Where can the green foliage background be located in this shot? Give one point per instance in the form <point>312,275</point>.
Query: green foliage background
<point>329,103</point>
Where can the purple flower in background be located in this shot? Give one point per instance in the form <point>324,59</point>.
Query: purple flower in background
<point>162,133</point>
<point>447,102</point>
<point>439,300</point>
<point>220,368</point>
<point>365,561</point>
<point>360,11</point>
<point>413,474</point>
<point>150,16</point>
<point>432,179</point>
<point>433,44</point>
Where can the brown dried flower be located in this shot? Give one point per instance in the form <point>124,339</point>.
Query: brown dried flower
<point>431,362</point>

★ ★ ★

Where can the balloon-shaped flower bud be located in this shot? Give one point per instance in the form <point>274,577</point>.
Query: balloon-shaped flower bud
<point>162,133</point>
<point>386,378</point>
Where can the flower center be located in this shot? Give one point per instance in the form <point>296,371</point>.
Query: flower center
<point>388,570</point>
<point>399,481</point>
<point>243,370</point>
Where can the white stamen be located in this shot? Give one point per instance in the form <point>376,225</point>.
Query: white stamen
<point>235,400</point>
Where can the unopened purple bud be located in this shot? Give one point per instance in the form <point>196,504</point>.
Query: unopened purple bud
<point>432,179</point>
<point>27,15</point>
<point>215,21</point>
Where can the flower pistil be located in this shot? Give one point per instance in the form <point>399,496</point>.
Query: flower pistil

★ ★ ★

WORK TO DO:
Put the items from the line that contains "Where can the green" through the line that contains "<point>433,44</point>", inclusive, into a two-column CSV with the headers request and answer. Give one row per item, with each value in a single quoted field and its line breaks replaced by spaces.

ANSWER FOR THIS EXERCISE:
request,answer
"Where can the green foliage background be located in this shot? Give one point per instance in the form <point>312,275</point>. Query: green foliage background","<point>329,103</point>"
"Where can the purple flower in background be located in this shot? Give one point per instance in the form <point>324,59</point>. Query: purple flower in background","<point>162,133</point> <point>447,102</point> <point>439,300</point> <point>220,368</point> <point>365,561</point> <point>360,11</point> <point>413,474</point> <point>150,16</point> <point>432,179</point> <point>433,44</point>"